## Consigne
D'après le passage, pourquoi le peuple des villes écoute-t-il les paroles des républicains comme des oracles ? Répondez en une à trois phrases.

## Passage proposé
'''
Temps de lecture estimé : 3 mn
 
 
 
Deux ans après les élections législatives de 1871 qui marquent la victoire des royalistes sur les républicains, un monarchiste publie sous le titre Mensonges républicains dans Mélanges d’histoire et de politique contemporaines, un pamphlet qui d’une part loue le bon sens paysan face à la crédulité citadine, d’autre part vante les mérites d’une démocratie de proximité dans laquelle l’électeur connaît parfaitement le député qu’il s’apprête à honorer de son suffrage

« Peuple des villes, peuple intelligent, aspirant souverain de l’avenir, tu n’es qu’un gobe-mouche ; on te blague, on te berne, on te trompe, comme tu dis ; seulement ce ne sont pas les monarchistes qui se moquent ainsi de toi ; ce sont les gens de la république, ceux que tu crois tes amis. Ils sont là une centaine de charlatans montés sur des tréteaux dont le pied baigne dans le sang de tes frères, et toi, les jambes écartées, les bras pendants, la bouche ouverte, les yeux fermés, tu gobes, tu gobes sans cesse ; tu regardes avec admiration leurs tours d’escamotage auxquels tu ne comprends rien, auxquels tu ne comprendras quelque chose que lorsque tu seras escamoté à ton tour.

« Du reste, il faut leur rendre justice à ces saltimbanques ; ils sont adroits, ils t’ont pris par ton côté faible, la vanité ; tous les jours ils te répètent à satiété que tu es intelligent, instruit, que tu as le sens politique, que tu es apte à te gouverner toi-même, et à gouverner les autres ; quoi de plus naturel, après cela, que tu écoutes leurs paroles comme des oracles.

Le charlatan
Le charlatan

« Eh bien ! vois-tu, on te dore la pilule, tu n’es pas malin, et tu t’en apercevras un de ces jours ; ces messieurs passent leur temps à te dire que tu es bien plus fort que le peuple des campagnes : ils savent bien que non ; celui-là a sur toi une immense supériorité, il est défiant ; et lorsqu’un beau parleur vient raconter à des gens de la campagne toutes ces bourdes que tu avales si bien, lorsqu’il vient leur dire que lui et ses amis ne pensent qu’au peuple, n’agissent que pour le peuple, et ont pour unique but de leur vie de travailler à la plus grande félicité de cette classe laborieuse dont eux essaient de sortir par tous les moyens possibles, alors le paysan se pose immédiatement cette question salutaire : « Quel intérêt ce monsieur-là, qui ne nous connaît pas, peut-il avoir à travailler à notre bonheur ? »
'''
[Entrées d'annotation par segmentation]
'''
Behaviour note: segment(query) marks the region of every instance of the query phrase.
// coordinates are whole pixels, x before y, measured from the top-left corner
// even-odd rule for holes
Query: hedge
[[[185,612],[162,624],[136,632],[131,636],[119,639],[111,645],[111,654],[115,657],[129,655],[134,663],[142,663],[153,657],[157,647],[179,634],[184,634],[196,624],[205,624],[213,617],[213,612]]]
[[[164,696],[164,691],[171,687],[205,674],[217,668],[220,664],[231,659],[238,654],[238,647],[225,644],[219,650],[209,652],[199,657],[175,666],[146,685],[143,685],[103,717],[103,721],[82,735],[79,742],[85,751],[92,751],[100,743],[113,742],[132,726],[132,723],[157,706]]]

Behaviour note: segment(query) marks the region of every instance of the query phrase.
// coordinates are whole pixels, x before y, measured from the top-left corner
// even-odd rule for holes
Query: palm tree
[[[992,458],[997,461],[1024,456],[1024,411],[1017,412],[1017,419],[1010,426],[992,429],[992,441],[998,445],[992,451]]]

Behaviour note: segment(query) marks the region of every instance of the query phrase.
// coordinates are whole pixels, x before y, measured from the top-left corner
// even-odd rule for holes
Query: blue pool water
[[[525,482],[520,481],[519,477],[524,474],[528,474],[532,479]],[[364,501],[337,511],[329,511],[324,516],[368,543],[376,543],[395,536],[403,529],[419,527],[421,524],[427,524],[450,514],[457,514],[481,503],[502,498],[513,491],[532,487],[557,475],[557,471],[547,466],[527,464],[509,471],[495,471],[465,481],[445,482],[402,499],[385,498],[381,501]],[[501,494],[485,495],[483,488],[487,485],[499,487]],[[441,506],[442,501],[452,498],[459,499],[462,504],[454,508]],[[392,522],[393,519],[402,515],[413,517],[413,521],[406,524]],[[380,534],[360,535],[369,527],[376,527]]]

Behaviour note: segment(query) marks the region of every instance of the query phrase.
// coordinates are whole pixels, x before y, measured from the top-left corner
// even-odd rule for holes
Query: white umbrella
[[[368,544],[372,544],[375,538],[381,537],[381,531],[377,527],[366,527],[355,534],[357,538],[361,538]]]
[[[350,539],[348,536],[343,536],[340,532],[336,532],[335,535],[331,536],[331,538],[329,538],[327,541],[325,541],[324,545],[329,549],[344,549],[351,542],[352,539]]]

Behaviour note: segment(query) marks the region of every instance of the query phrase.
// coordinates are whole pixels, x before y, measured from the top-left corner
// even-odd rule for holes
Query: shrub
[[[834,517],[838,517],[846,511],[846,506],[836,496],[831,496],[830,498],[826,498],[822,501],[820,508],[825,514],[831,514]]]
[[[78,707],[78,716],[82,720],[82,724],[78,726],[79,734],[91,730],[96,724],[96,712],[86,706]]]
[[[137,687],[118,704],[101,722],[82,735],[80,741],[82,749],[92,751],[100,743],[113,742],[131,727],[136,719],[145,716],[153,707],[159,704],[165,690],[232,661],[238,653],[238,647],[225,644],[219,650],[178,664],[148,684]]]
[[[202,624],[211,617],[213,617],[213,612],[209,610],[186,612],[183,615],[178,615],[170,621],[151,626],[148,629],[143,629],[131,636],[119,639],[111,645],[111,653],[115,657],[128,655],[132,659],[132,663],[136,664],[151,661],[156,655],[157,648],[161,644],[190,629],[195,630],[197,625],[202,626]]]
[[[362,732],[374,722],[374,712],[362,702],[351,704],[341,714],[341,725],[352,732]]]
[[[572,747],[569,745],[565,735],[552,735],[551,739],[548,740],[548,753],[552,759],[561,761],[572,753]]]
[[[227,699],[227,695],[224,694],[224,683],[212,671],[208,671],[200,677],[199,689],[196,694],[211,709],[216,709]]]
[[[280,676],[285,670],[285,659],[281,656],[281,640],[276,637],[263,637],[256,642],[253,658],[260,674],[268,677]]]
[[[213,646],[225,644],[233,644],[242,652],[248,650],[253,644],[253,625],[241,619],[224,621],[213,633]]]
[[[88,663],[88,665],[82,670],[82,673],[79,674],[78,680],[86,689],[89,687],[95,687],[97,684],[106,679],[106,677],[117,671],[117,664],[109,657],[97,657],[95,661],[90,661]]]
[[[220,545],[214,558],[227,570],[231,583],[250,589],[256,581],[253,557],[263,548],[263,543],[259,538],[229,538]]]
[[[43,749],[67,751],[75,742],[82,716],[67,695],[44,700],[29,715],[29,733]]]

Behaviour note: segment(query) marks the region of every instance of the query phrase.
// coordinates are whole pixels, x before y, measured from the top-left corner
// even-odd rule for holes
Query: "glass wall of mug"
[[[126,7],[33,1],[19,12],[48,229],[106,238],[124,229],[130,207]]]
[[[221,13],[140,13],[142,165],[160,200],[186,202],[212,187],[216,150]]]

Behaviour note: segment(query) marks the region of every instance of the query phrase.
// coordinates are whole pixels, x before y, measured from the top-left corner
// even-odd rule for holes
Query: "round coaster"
'''
## Réponse rédigée
Selon le pamphlet, les républicains l'ont pris par son côté faible, la vanité. Ils lui répètent tous les jours qu'il est intelligent et instruit, qu'il a le sens politique et qu'il est apte à se gouverner lui-même et à gouverner les autres. Il trouve donc naturel d'écouter leurs paroles comme des oracles.